■ **TEXT FOR ANALYSIS**:
CEO & Co-Founder of bLife Inc, Director of Business Development at Microsoft

Lessons Learned

Sleep is when our body purifies.

You never recover from sleep debt.

Entrepreneurs need support from others who know.


Lesson: Stress Resilience with Paul Campbell

Step #6 Preparation: Developing resilience and managing stress requires two building blocks

The key building blocks for managing one's stress and building resilience: sleep and social. The sleep piece is when our body purifies, and when we go into sleep debt, we’re not realizing the short term and long term impact that we're having on our health and on our cognitive performance. We think we're getting more done, but we're not. It's very much an illusion.

Again, it's not a one size fits all. There are certain people, and it's like a Bell curve, there are definitely outliers of people who don't need a lot of sleep, but they're outliers. And they are outliers who, for any number of reasons, need more sleep. But most of us fit into the 7.5 to 8.5 hours we need, and then there are bodies of research as to when you get that sleep in terms of our circadian cycle, or our natural rhythm. But most of us need this sleep to do the repair, cognitively and biologically. So that's the sleep piece.

Dataset entries:
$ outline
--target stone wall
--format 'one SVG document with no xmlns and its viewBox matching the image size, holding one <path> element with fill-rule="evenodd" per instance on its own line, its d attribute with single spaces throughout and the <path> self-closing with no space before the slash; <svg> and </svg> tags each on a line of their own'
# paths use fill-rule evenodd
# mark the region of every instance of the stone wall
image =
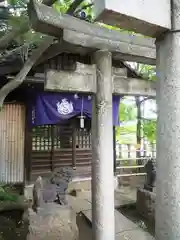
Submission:
<svg viewBox="0 0 180 240">
<path fill-rule="evenodd" d="M 136 209 L 152 227 L 155 224 L 155 200 L 156 194 L 154 192 L 142 188 L 137 190 Z"/>
</svg>

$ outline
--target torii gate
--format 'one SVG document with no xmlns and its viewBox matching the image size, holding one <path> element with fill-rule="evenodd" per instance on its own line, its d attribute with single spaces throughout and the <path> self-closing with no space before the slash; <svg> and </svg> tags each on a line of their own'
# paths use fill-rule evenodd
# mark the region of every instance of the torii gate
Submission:
<svg viewBox="0 0 180 240">
<path fill-rule="evenodd" d="M 122 6 L 123 5 L 123 8 Z M 118 8 L 117 8 L 118 7 Z M 92 118 L 92 219 L 94 240 L 114 240 L 114 180 L 112 133 L 112 58 L 157 64 L 157 201 L 156 239 L 180 238 L 180 1 L 95 0 L 97 18 L 152 38 L 104 29 L 59 14 L 31 0 L 29 13 L 35 30 L 81 46 L 96 64 Z M 143 12 L 144 11 L 144 12 Z M 172 13 L 172 16 L 171 16 Z M 124 24 L 124 25 L 123 25 Z M 156 45 L 156 48 L 155 48 Z M 157 52 L 157 59 L 156 59 Z M 179 64 L 179 65 L 178 65 Z M 47 78 L 48 80 L 48 78 Z M 60 91 L 78 89 L 63 83 Z M 72 84 L 72 81 L 71 81 Z M 89 85 L 90 84 L 90 85 Z M 75 86 L 76 85 L 76 86 Z M 58 85 L 56 85 L 58 88 Z M 57 91 L 58 89 L 56 89 Z M 80 89 L 83 92 L 83 88 Z M 119 91 L 114 91 L 119 93 Z"/>
</svg>

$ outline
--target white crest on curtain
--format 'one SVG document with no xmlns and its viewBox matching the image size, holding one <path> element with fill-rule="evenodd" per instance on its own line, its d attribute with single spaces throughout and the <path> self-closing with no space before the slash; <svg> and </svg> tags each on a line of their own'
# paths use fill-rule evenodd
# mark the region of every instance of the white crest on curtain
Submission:
<svg viewBox="0 0 180 240">
<path fill-rule="evenodd" d="M 59 114 L 67 115 L 74 111 L 72 102 L 69 102 L 66 98 L 56 104 Z"/>
</svg>

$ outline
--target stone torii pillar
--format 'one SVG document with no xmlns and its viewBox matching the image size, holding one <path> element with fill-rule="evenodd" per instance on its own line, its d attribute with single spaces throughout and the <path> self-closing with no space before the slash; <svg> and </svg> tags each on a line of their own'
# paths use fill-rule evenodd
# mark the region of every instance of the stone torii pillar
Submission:
<svg viewBox="0 0 180 240">
<path fill-rule="evenodd" d="M 112 57 L 106 50 L 94 55 L 97 92 L 92 114 L 93 240 L 114 240 L 114 166 L 112 120 Z"/>
<path fill-rule="evenodd" d="M 180 1 L 157 46 L 156 239 L 180 239 Z"/>
</svg>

■ **THINGS TO DO**:
1. Based on the stress resilience lesson, decide whether each statement agrees with it, answering yes or no and quoting the words that decide it: (a) Most people need 7.5 to 8.5 hours of sleep. (b) The two building blocks for managing stress are sleep and exercise. (c) Going into sleep debt lets us get more done.
2. In one to three sentences, explain why the stress resilience lesson treats sleep as a building block for managing stress.

■ **ACTIVITY ANSWERS**:
1.
(a) Yes: "most of us fit into the 7.5 to 8.5 hours we need"
(b) No: "sleep and social"
(c) No: "We think we're getting more done, but we're not."

2. Sleep is when the body purifies, and most people need it to carry out repair both cognitively and biologically. Going into sleep debt has short-term and long-term effects on health and cognitive performance that people do not realize.